▶ **WHAT IS ASKED**:
• a. Please extract, word for word, the stretch of the counteroffensive article from "Members of Ukrainian" through "predictions, for one.".
• b. Convert the stretch of the rows from the line containing "of the forested" through the line containing "[1293, 350]" into a numbered list, leaving out any blank lines.

A guide to understanding the Ukrainian counteroffensive

Members of Ukrainian Armed Forces are seen during their shooting training with heavy weapons at the areas close to the frontline in Zaporizhzhia, Ukraine on April 20, 2023. | Muhammed Enes Yildirim/Anadolu Agency via Getty Images

Cool it with the predictions, for one.

“When we start the counteroffensive, everyone will know about it, they will see it,” top Ukrainian security official Oleksiy Danilov said Wednesday. Danilov was responding to Russian claims that Kyiv had finally — for real, for real — launched its anticipated counteroffensive.

Russia is not alone in speculating about the significance of recent movements of Ukrainian troops. US officials interpreted an intensification of artillery strikes and ground attacks in eastern Ukraine this week as a possible sign of the offensive’s start. On Thursday, Ukrainian troops reportedly stepped up assaults on the frontlines in the southeast, and those attack units had Western-made weapons, which were expected to be deployed in any Ukrainian operation. On Friday, Ukrainian President Volodymyr Zelenskyy alluded to “very tough battles” in the eastern Donetsk region.

▶ **DATA ROWS**:
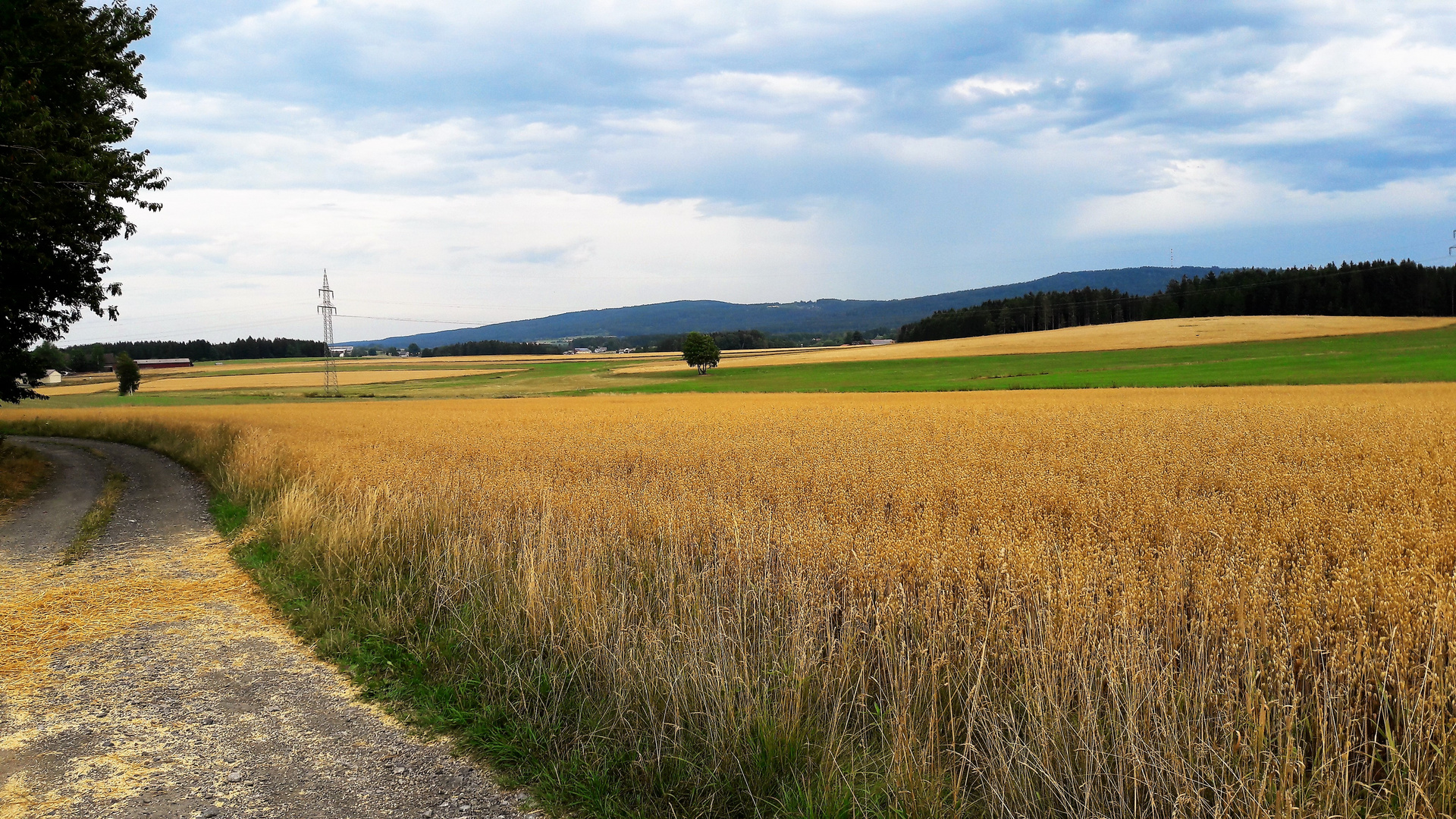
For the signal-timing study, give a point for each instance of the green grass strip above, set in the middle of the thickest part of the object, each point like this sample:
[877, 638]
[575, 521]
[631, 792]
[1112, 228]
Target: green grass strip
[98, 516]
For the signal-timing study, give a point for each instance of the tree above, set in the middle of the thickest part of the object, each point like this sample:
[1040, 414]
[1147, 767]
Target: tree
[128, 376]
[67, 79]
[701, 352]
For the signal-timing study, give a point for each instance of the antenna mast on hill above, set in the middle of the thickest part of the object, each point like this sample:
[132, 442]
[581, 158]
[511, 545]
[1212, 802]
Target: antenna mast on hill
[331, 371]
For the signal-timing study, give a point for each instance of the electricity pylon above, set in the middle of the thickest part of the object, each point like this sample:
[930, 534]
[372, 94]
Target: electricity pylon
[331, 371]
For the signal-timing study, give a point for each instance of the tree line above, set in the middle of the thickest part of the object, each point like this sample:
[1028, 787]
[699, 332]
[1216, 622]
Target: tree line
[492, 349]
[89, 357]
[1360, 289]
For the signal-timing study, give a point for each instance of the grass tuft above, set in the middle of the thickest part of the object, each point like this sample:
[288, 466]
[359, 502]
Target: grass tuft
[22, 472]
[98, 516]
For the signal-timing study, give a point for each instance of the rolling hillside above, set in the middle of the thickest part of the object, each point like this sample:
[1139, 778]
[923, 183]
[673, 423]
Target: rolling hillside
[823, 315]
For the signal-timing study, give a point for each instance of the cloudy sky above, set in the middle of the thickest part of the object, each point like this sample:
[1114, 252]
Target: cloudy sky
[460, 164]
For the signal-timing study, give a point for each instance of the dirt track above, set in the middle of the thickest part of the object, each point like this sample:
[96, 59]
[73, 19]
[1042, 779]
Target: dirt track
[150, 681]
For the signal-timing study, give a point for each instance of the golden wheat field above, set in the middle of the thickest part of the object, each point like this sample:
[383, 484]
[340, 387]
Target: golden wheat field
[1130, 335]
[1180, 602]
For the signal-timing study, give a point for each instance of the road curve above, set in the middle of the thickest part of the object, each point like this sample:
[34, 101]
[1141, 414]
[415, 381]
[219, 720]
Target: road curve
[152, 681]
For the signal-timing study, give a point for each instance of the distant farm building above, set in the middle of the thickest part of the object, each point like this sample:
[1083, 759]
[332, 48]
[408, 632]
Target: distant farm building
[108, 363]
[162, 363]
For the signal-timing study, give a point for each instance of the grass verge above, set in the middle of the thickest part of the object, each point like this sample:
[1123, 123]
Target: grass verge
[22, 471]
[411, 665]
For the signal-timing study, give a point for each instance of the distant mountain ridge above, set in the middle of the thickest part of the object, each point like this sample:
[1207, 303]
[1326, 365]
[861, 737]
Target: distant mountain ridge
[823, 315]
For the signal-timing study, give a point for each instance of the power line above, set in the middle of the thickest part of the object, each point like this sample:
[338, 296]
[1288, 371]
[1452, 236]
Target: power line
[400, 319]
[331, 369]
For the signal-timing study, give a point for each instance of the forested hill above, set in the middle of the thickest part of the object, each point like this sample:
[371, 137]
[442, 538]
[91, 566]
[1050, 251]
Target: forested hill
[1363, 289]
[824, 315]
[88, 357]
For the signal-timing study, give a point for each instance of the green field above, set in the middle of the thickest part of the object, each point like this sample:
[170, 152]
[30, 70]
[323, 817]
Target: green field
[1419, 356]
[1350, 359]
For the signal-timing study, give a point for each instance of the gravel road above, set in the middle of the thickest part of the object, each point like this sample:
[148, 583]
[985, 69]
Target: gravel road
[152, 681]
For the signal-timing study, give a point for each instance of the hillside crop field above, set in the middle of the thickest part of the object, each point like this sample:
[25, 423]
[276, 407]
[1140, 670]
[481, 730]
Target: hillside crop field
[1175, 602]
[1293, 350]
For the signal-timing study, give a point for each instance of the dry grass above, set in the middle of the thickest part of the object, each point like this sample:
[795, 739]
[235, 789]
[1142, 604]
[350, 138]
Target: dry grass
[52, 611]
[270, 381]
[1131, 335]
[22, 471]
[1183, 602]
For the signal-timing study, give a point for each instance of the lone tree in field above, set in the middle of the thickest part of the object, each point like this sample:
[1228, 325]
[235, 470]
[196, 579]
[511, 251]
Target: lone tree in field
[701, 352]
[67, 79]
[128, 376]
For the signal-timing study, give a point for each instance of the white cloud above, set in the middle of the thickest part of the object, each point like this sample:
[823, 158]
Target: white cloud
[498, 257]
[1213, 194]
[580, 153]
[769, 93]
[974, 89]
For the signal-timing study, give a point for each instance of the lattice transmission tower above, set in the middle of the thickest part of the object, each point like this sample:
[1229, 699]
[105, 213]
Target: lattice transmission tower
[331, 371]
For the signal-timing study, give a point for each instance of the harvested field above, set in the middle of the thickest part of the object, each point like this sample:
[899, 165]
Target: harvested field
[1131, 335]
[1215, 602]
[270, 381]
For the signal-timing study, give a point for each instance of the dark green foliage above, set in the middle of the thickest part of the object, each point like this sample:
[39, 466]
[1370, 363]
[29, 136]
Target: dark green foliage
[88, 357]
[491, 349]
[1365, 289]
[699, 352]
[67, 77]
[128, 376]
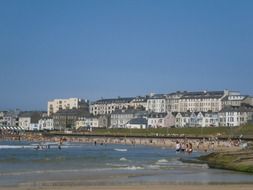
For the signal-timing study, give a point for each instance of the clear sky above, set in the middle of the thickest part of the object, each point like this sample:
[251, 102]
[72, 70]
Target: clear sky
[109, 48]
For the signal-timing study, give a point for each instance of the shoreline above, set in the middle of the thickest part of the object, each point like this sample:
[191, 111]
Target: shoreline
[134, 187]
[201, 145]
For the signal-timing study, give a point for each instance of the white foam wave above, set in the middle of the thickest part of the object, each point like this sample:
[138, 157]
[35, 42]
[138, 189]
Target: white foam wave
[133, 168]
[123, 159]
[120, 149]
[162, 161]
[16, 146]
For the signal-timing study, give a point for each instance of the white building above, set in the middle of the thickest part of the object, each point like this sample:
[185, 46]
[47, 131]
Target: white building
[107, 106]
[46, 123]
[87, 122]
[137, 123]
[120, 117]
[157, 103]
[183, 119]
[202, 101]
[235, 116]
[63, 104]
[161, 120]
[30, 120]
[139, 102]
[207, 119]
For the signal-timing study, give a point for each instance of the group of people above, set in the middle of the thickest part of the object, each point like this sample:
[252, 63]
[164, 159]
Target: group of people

▶ **EXERCISE RESPONSES**:
• a.
Members of Ukrainian Armed Forces are seen during their shooting training with heavy weapons at the areas close to the frontline in Zaporizhzhia, Ukraine on April 20, 2023. | Muhammed Enes Yildirim/Anadolu Agency via Getty Images

Cool it with the predictions, for one.

• b.
1. For the signal-timing study, give a point for each instance of the forested hill above, set in the middle of the thickest part of the object, each point like this sample:
2. [371, 137]
3. [442, 538]
4. [91, 566]
5. [1050, 251]
6. Target: forested hill
7. [1363, 289]
8. [824, 315]
9. [88, 357]
10. For the signal-timing study, give a point for each instance of the green field above, set in the middle of the thickest part of the object, each point like this sample:
11. [170, 152]
12. [30, 70]
13. [323, 817]
14. Target: green field
15. [1419, 356]
16. [1350, 359]
17. For the signal-timing study, give a point for each instance of the gravel road above, set in the middle of the thickest part of the object, each point like this sample:
18. [148, 583]
19. [985, 69]
20. Target: gravel road
21. [152, 681]
22. For the signal-timing study, give a point for each instance of the hillside crop field above, set in the middle of the thickest part of the object, each point like this sample:
23. [25, 423]
24. [276, 407]
25. [1140, 670]
26. [481, 730]
27. Target: hillside crop field
28. [1175, 602]
29. [1293, 350]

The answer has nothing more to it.